___ PAGE EXTRACT
Some industry veterans have already suggested the money saved by the companies for keeping the floors closed, which is likely in the millions, could keep them shut for good. 

While it’s still early days, Khandros said his team is looking at data sets to understand how the no-floor model has changed trading, whether it be for better or worse. 

He said that generally, the US equity market has continued to run without any issues despite the market’s largest trading venue, NYSE, closing its floor.

One hiccup has been adjusting to not having d-orders, which allow investors to leverage floor brokers during NYSE’s closing auction. Khandros said the loss of d-orders has limited some flexibility trading firms typically had, adding that some clients weren’t happy about the change and UBS made adjustments so clients could properly trade the close.

But by a large, the change hasn’t had a huge impact, he added.

“A number of our clients still feel like, broadly speaking, the open, but more importantly the close, where a lot of the d-order usage was concentrated on NYSE, has worked relatively well from a market mechanics standpoint,” Khandros said. “There’s certainly pockets and some tickers that folks feel could have been improved and further handled now that there are no d-orders into the close, and we’re still digging into it, but we are always working to improve our clients’ execution quality.”

To be sure, the markets haven’t operated completely seamlessly without trading floors. Options trading is one area where some spreads have widened, liquidity has decreased and, in some cases, volatility has increased, Khandros said. 

Because the changes are so new, though, Khandros said it could simply be a matter of trading firms needing more data to adjust to doing business without a trading floor. 

“The little bit of historical data we now have in the last number of days or weeks is so varied that some firms would still struggle to implement curves appropriately anyway,” he added.
______
___ MATERIAL SUPPLIED
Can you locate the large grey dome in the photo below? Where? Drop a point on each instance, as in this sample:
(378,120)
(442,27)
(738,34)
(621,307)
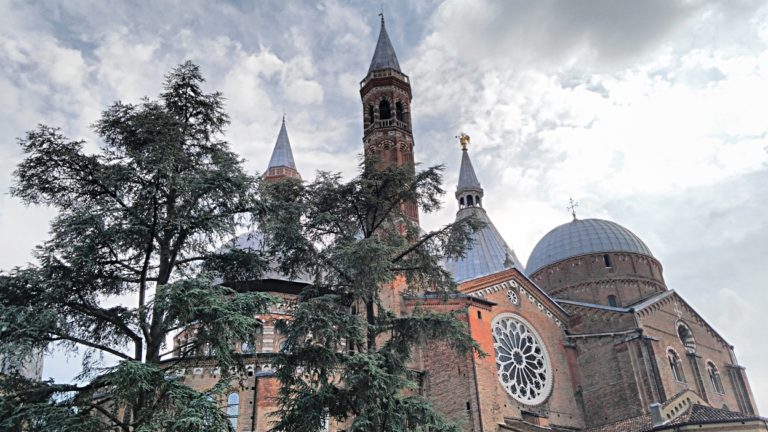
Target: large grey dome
(582,237)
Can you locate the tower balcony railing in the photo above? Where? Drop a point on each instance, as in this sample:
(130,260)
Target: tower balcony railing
(387,123)
(383,74)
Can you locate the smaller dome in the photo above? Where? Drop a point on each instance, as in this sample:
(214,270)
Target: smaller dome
(583,237)
(255,241)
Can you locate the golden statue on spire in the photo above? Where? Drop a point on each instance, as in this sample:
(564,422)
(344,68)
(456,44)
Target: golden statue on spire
(464,140)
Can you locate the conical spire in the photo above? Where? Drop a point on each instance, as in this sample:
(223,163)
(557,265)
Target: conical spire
(468,191)
(384,57)
(467,177)
(489,252)
(281,164)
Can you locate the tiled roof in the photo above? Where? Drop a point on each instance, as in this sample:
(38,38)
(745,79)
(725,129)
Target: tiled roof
(704,414)
(633,424)
(695,414)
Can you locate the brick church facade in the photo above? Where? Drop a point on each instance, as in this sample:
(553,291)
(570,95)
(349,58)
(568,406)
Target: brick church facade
(586,337)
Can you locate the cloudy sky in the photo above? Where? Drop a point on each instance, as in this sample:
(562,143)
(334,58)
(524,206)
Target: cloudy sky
(649,113)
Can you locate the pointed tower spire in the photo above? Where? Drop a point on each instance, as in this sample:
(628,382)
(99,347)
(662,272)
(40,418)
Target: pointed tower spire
(384,57)
(489,253)
(281,163)
(468,192)
(386,95)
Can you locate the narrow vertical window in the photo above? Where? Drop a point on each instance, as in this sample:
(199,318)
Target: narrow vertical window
(370,114)
(399,111)
(714,377)
(676,366)
(385,111)
(233,407)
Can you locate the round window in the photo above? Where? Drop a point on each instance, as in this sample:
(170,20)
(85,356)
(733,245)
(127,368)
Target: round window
(512,296)
(521,360)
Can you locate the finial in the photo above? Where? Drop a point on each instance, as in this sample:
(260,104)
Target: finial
(464,140)
(572,207)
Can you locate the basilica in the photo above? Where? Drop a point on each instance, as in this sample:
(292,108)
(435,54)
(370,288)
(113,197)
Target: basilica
(586,336)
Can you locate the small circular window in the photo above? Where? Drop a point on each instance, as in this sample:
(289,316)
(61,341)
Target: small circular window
(521,360)
(512,296)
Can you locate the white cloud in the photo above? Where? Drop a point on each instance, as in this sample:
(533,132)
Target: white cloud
(649,113)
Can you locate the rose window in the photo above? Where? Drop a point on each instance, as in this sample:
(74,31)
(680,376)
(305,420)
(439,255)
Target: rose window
(512,296)
(521,360)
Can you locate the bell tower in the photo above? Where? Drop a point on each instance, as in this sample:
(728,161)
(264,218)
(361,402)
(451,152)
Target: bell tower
(386,97)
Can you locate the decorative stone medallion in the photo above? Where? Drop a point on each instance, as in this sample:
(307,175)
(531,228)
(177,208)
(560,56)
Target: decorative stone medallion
(521,360)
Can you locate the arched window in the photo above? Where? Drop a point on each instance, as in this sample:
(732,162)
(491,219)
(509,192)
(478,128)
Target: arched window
(233,407)
(686,337)
(399,111)
(675,365)
(370,114)
(714,377)
(385,110)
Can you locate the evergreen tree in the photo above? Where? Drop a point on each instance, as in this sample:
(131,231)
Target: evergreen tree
(348,345)
(138,220)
______
*DIRECTIONS*:
A: From the article on closed trading floors, print the passage that begins at the words "Some industry veterans" and stops after "better or worse.".
B: According to the article on closed trading floors, what do d-orders allow investors to do?

*RESPONSES TO THE EXERCISE*:
A:
Some industry veterans have already suggested the money saved by the companies for keeping the floors closed, which is likely in the millions, could keep them shut for good. 

While it’s still early days, Khandros said his team is looking at data sets to understand how the no-floor model has changed trading, whether it be for better or worse.

B: They allow investors to leverage floor brokers during NYSE's closing auction.